- **Text excerpt**
──────────

Studies and research: movie and literature

BODIES AND CORPORA: THE VISUAL JANE AUSTEN

The visual body of Jane Austen’s work has grown considerably in the past decade. Over the course of just a few years, devoted readers of the six finished novels by Austen have been offered a profusion of iconic remakes. My text focuses on an exploration of the ways in which the body, politics and history — categories rather subdued and kept at bay in Jane Austen’s fiction — are represented in contemporary film and television adaptations of her novels, when the iconic and the visual are used as a means to find the missing link between an old, elusive discourse and its new consumers.

The decorous fading of the bodily features in Austen’s novels is in the new, visual versions of her texts replaced by vibrant new representations which see the body as the necessary site of discourse. Even though in most cases (with the exception of Heckerling’s Clueless), late eighteenth century decorum is maintained, the visual representation of the actors’ bodies introduces the possibility of subversion, action that is possibly improper and dangerously sexual. The sex drive introduced by the representation of the actors’ physique is all the more significant if one bears in mind that all of Jane Austen’s novels deal with one subject — premarital courtship. Moreover, this new body is both visible and invisible, it paradoxically acts underneath the clothes, so that the costume functions as a kind of mobile screen simultaneously revealing and concealing, frustrating yet encouraging recognition and interpretation — a counterpart of the very screen on which the film itself is shown. This other representation is therefore not one of a nude body, but of a body struggling for representation, or rather defying representation itself, just as is the case, on a different level, with the synecdochic bodies in Jane Austen’s text.

──────────

- **Given records**
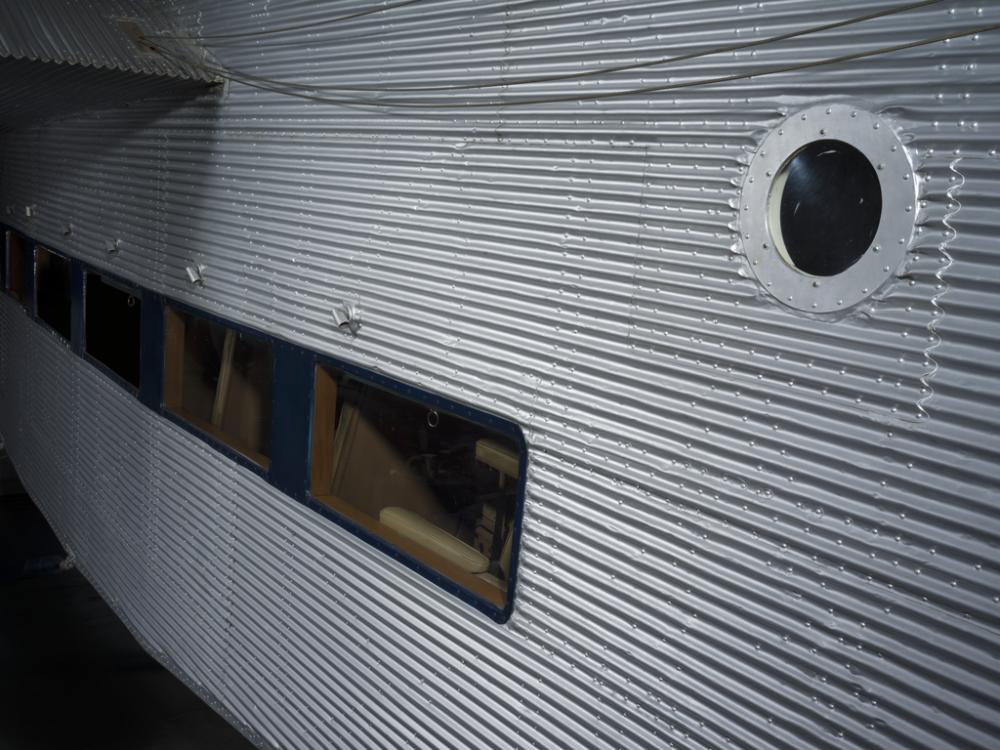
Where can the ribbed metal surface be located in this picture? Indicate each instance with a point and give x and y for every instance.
(744, 526)
(87, 33)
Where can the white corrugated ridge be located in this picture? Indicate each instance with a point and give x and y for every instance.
(743, 526)
(87, 33)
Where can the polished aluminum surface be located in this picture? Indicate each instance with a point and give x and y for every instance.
(745, 526)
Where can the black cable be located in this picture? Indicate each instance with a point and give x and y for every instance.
(285, 29)
(588, 73)
(627, 92)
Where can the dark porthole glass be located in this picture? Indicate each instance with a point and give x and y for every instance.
(830, 207)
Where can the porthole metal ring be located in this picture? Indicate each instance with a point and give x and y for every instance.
(878, 142)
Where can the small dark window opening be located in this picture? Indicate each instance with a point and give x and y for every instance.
(3, 261)
(17, 265)
(52, 287)
(113, 318)
(831, 205)
(220, 381)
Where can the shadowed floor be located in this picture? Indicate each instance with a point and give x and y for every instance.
(71, 675)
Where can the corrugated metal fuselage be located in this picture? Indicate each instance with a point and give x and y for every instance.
(745, 524)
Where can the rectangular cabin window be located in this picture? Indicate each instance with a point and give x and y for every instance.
(17, 266)
(113, 316)
(440, 488)
(219, 380)
(53, 280)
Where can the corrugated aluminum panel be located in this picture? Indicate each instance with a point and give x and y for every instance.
(32, 92)
(744, 526)
(87, 33)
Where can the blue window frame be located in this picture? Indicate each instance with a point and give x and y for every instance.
(435, 484)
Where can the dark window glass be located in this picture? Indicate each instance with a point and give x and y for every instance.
(113, 318)
(219, 380)
(439, 487)
(831, 206)
(52, 290)
(17, 266)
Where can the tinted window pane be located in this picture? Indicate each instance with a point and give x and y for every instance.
(220, 380)
(439, 487)
(52, 289)
(113, 318)
(831, 206)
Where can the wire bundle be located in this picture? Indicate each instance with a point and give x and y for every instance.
(448, 96)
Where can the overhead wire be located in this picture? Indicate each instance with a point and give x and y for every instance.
(285, 29)
(658, 88)
(608, 70)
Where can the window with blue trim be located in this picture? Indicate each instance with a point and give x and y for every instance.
(219, 380)
(53, 280)
(438, 487)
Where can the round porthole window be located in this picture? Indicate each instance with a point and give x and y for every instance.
(827, 208)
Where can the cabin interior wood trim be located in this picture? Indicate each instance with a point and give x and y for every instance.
(162, 371)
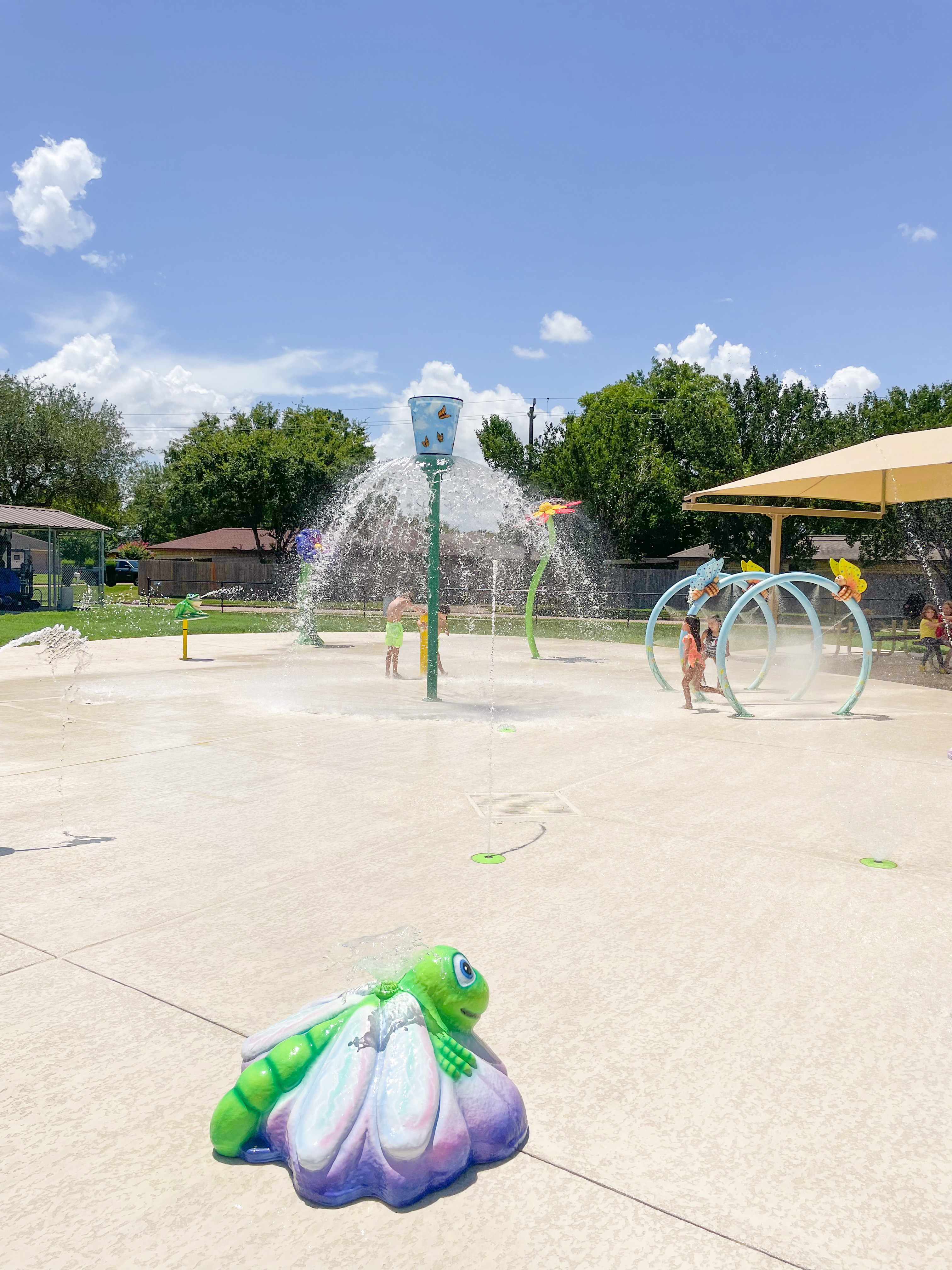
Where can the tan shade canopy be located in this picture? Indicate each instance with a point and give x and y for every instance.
(917, 465)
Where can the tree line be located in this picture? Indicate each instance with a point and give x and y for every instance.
(630, 454)
(635, 449)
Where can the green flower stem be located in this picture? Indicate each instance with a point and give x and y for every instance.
(534, 588)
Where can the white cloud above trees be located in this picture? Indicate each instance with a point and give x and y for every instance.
(848, 384)
(161, 394)
(108, 263)
(696, 348)
(921, 234)
(51, 181)
(559, 328)
(442, 379)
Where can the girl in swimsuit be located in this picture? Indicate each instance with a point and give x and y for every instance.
(714, 630)
(694, 662)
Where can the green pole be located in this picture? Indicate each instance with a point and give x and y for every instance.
(433, 582)
(305, 613)
(534, 588)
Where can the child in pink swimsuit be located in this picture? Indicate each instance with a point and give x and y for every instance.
(694, 662)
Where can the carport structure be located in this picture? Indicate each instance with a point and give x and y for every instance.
(31, 520)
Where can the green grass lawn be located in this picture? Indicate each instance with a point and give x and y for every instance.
(117, 621)
(126, 621)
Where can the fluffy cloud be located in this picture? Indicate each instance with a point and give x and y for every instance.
(54, 176)
(442, 379)
(921, 234)
(848, 384)
(562, 328)
(108, 263)
(696, 348)
(161, 397)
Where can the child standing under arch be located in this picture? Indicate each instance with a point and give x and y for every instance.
(694, 662)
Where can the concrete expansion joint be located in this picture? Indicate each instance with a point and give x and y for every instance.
(667, 1212)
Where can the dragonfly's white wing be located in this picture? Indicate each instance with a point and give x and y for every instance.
(315, 1013)
(334, 1090)
(408, 1091)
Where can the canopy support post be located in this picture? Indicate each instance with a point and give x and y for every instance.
(776, 535)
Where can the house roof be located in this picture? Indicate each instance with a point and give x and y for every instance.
(45, 519)
(22, 543)
(218, 540)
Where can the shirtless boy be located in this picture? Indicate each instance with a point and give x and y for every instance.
(395, 629)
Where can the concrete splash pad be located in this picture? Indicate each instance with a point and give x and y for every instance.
(732, 1038)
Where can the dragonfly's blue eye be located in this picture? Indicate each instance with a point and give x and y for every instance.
(465, 973)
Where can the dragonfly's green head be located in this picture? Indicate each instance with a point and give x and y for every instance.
(455, 987)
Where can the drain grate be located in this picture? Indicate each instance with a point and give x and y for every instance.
(520, 807)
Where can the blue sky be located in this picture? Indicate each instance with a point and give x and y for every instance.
(349, 204)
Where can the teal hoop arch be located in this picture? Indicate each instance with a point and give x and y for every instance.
(755, 593)
(696, 606)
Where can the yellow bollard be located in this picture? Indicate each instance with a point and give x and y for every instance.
(422, 621)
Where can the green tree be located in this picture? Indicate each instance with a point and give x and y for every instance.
(148, 513)
(59, 449)
(264, 469)
(637, 449)
(777, 426)
(502, 449)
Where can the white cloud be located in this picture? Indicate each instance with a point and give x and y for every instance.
(161, 397)
(921, 234)
(562, 328)
(442, 379)
(110, 263)
(106, 313)
(54, 176)
(850, 384)
(696, 348)
(846, 385)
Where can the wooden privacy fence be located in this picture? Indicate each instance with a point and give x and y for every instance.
(181, 577)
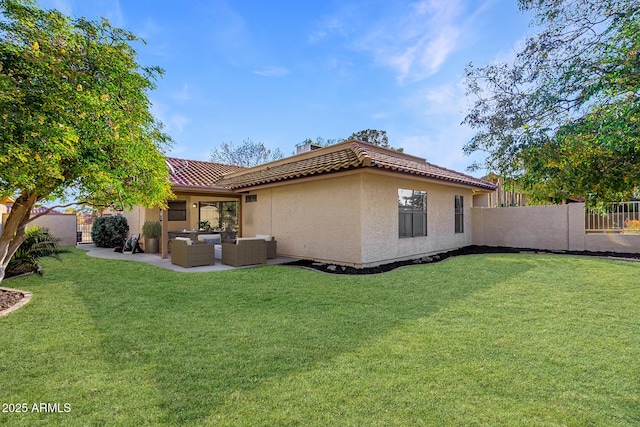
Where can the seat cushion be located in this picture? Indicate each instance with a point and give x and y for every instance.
(186, 240)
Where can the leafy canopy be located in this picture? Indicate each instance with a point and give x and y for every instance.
(74, 117)
(564, 116)
(74, 111)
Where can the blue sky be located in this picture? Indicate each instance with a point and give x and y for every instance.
(279, 72)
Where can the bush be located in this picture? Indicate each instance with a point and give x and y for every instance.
(152, 229)
(38, 243)
(109, 231)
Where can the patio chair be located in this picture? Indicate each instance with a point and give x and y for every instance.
(272, 245)
(245, 251)
(192, 254)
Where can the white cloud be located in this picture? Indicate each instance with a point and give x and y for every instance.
(272, 72)
(417, 42)
(414, 40)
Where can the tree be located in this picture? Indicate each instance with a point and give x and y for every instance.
(374, 136)
(564, 117)
(248, 154)
(74, 117)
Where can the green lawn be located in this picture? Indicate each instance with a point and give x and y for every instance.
(477, 340)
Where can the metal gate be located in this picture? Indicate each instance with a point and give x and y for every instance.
(83, 232)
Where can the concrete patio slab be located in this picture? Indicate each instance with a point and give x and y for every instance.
(156, 259)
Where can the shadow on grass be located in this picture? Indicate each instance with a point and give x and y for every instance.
(207, 337)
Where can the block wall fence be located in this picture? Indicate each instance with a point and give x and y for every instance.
(560, 228)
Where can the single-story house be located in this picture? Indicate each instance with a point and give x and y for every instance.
(198, 199)
(352, 203)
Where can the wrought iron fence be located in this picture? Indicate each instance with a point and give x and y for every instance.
(622, 217)
(84, 233)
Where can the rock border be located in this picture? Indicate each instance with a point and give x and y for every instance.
(26, 297)
(467, 250)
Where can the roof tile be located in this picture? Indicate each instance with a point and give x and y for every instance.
(345, 156)
(195, 173)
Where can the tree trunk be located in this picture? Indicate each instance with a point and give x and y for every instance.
(13, 232)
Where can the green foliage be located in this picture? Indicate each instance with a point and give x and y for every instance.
(248, 154)
(75, 117)
(109, 231)
(38, 243)
(564, 117)
(374, 136)
(74, 111)
(152, 229)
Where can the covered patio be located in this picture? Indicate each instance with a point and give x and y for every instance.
(159, 261)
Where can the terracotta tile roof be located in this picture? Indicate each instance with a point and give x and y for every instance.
(344, 156)
(195, 173)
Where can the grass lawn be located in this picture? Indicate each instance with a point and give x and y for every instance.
(477, 340)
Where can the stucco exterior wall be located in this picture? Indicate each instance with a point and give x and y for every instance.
(380, 240)
(545, 227)
(317, 220)
(353, 219)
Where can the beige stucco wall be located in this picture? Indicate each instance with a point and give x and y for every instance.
(139, 215)
(545, 227)
(352, 219)
(535, 227)
(380, 241)
(315, 220)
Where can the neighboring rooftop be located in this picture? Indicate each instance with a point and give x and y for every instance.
(345, 156)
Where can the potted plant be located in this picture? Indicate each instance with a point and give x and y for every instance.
(151, 230)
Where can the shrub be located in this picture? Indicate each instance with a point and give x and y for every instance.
(109, 231)
(151, 229)
(38, 243)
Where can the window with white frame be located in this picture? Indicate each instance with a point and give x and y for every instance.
(458, 214)
(412, 213)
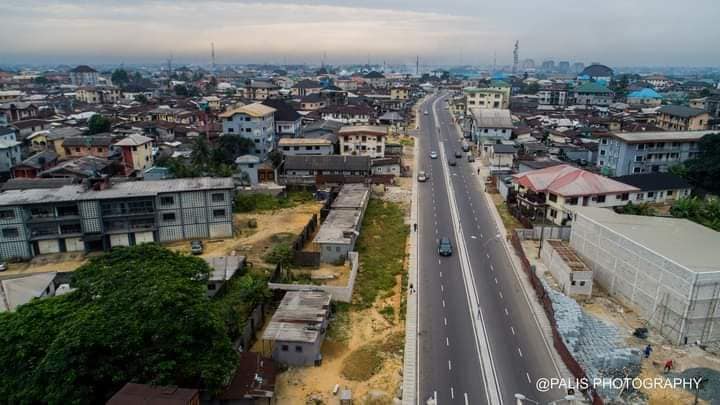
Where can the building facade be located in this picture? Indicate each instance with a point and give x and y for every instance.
(98, 217)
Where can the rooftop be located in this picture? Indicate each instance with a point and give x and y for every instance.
(299, 317)
(568, 181)
(698, 251)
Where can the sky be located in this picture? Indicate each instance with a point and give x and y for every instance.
(440, 32)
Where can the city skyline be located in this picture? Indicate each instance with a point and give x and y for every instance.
(454, 32)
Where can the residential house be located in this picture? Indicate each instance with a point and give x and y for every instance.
(82, 218)
(305, 146)
(305, 88)
(682, 118)
(493, 96)
(645, 97)
(592, 94)
(99, 145)
(623, 153)
(362, 140)
(19, 110)
(33, 165)
(490, 124)
(555, 191)
(253, 121)
(84, 75)
(287, 121)
(136, 153)
(309, 170)
(298, 326)
(134, 394)
(656, 187)
(350, 114)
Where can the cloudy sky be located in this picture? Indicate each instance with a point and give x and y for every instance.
(615, 32)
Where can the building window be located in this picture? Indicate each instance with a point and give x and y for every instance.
(10, 233)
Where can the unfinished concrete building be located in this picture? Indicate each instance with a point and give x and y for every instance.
(666, 269)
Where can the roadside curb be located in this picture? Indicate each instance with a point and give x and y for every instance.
(538, 313)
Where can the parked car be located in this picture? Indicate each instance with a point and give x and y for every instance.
(445, 247)
(196, 247)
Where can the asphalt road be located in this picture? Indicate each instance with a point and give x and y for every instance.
(478, 340)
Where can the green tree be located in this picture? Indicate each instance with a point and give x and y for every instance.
(138, 313)
(98, 123)
(120, 77)
(704, 170)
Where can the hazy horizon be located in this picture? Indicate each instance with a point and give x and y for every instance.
(452, 32)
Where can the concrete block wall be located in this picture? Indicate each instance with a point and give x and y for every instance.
(671, 297)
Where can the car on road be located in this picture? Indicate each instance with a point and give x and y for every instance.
(196, 247)
(445, 247)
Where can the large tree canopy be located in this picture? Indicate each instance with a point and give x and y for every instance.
(137, 314)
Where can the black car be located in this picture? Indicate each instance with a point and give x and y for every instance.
(445, 247)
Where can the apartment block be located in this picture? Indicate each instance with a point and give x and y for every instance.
(97, 216)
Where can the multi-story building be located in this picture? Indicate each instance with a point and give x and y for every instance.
(97, 216)
(592, 94)
(682, 118)
(555, 191)
(253, 121)
(84, 75)
(99, 95)
(623, 153)
(363, 140)
(554, 95)
(497, 95)
(305, 146)
(136, 152)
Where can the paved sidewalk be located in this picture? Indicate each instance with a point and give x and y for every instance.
(538, 312)
(410, 366)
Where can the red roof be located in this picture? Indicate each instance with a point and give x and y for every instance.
(569, 181)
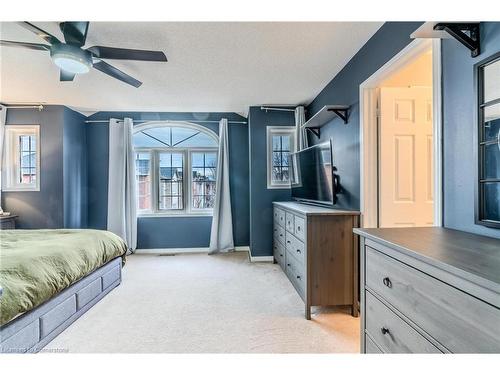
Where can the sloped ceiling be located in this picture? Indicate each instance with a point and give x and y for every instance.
(224, 67)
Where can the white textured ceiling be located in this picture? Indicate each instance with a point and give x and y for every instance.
(212, 66)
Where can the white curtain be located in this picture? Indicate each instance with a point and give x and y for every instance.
(221, 237)
(3, 118)
(122, 210)
(300, 134)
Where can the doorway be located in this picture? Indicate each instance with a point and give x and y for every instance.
(401, 140)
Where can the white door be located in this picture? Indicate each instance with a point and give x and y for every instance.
(405, 157)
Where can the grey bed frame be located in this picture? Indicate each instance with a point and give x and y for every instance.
(33, 330)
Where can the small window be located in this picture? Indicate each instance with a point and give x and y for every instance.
(280, 144)
(488, 190)
(22, 158)
(203, 167)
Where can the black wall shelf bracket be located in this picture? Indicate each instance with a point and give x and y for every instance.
(341, 112)
(466, 33)
(315, 131)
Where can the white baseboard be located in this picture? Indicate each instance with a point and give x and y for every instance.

──────────

- **Work required**
Resume the essay on film and television adaptations of Jane Austen's novels, picking up after its final sentence. The data that comes after the text has no connection to it.

- **Task answer**
The marriage market that Austen is perpetually involved with unavoidably foregrounds the politics (of representation). Once the marriage market has been recognized as the principal interest of story telling, representation itself participates in the political impact of matchmaking. The performance of her characters is therefore a social act as well, in which narration affects and is affected by the transactions on the marriage market. Furthermore, the marriage market of Jane Austen’s novels neatly reflects the politics of adaptations of her novels for film or television. In other words, Austen’s novels too are goods on a film or TV market; by managing to preserve their appeal, they are never short of suitors in guise of film and TV producers. Austen’s plots operate as parables of their own consumption: they portray heroines on the marriage market and are themselves goods attracting eligible admirers — readers, viewers, writers, producers.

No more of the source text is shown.